Region pointing data:

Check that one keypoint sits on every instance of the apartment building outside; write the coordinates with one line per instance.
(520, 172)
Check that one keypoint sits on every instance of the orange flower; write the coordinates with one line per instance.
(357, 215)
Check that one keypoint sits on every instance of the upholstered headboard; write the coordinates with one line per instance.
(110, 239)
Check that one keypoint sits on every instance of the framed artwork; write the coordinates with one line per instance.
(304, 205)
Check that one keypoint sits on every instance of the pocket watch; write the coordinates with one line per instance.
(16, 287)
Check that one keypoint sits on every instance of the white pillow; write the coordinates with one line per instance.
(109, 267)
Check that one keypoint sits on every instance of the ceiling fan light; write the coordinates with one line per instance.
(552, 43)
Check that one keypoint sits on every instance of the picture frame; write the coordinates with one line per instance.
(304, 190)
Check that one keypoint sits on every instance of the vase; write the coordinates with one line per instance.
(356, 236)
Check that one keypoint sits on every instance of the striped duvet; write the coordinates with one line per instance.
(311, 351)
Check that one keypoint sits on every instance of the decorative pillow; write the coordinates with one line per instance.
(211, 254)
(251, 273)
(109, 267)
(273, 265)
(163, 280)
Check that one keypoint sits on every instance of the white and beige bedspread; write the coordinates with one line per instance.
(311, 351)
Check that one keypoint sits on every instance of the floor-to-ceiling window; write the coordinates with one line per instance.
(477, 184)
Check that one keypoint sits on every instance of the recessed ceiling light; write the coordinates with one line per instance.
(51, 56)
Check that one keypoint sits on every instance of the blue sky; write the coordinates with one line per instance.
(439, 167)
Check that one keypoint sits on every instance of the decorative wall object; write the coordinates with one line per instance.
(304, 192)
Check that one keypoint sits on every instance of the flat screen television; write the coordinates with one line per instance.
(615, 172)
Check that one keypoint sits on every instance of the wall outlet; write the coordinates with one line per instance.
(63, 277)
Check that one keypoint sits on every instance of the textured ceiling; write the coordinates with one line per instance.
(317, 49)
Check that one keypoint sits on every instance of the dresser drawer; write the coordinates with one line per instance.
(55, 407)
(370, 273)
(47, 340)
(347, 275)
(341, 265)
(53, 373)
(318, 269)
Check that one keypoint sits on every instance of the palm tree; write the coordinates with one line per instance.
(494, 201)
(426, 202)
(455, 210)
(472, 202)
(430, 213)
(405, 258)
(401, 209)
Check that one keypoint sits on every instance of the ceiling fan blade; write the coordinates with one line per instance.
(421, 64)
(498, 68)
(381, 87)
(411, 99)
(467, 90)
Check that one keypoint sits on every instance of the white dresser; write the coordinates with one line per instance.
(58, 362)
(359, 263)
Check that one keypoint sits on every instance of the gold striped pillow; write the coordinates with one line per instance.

▶ **INSTRUCTIONS TO FOLLOW**
Reproduce the entries exactly as they appear.

▶ **FINISHED TASK**
Check that one keypoint sits on every instance of the apartment building outside; write the coordinates with one line per instance.
(520, 172)
Check that one keypoint sits on every instance of the orange flower; write the coordinates with one line per instance.
(357, 215)
Check that one keypoint sits on every instance of the upholstered headboard; write the coordinates with one line per instance.
(110, 239)
Check that one keypoint sits on every instance of the framed artwork; write the coordinates with one line per instance.
(304, 205)
Check that one keypoint sits on every instance of the pocket watch; write the coordinates with one line per instance.
(16, 287)
Check that one keypoint sits on every instance of the white pillow; write the coordinates with one line per instance.
(109, 267)
Check that one keypoint sits on every instance of the ceiling fan light; write the coordinates with one line per instance.
(552, 43)
Check that one keypoint sits on every instance of the picture frame; write the coordinates with one line per instance.
(304, 190)
Check that one keypoint sits on every instance of the vase; write the coordinates with one line per instance.
(356, 236)
Check that one keypoint sits on every instance of the striped duvet; write the coordinates with one line per instance.
(311, 351)
Check that one keypoint sits on every instance of the decorative pillow; write the coordinates with one line per instance.
(211, 254)
(251, 273)
(109, 267)
(273, 265)
(163, 280)
Check that one keypoint sits on every instance of the white and beige bedspread; write the coordinates with one line per instance.
(311, 351)
Check that one keypoint sits on every instance of the floor-to-ceiling window; write the coordinates with one line per instance.
(477, 184)
Check that one keypoint sits on every instance of the recessed ceiling light; write the coordinates with one line per instance.
(51, 56)
Check that one keypoint sits on every instance of the blue sky; write the coordinates with one line per instance.
(439, 167)
Check that one keypoint sits on every instance of the decorative wall object; write the coordinates with one line per instance.
(304, 192)
Check that one keypoint sits on every instance of the flat screen television; write the coordinates with one line per instance.
(615, 172)
Check that one keypoint sits on every instance of the wall outlet; write the coordinates with one line per instance.
(63, 277)
Check that one keypoint sits on every instance of the textured ceiling; write the coordinates with one line per instance.
(317, 49)
Check that one keypoint sits on every instance of the dresser drawer; write the coordinates with one line per instance.
(55, 407)
(370, 273)
(47, 340)
(347, 275)
(341, 265)
(53, 373)
(318, 269)
Check that one keypoint sits on every instance of the palm tree; write the coordinates with one line per instance.
(494, 201)
(426, 202)
(455, 210)
(472, 202)
(430, 213)
(405, 258)
(401, 209)
Check that one keypoint sits on every instance of the ceiling fan blade; write the coordinates with one line per instance.
(421, 64)
(498, 68)
(381, 87)
(411, 99)
(467, 90)
Check that one keypoint sits on every instance of the white dresser; write the coordinates with one line per instance.
(58, 362)
(359, 263)
Check that one keypoint sits on every instance of the gold striped pillow; write the coordinates with one line per instance.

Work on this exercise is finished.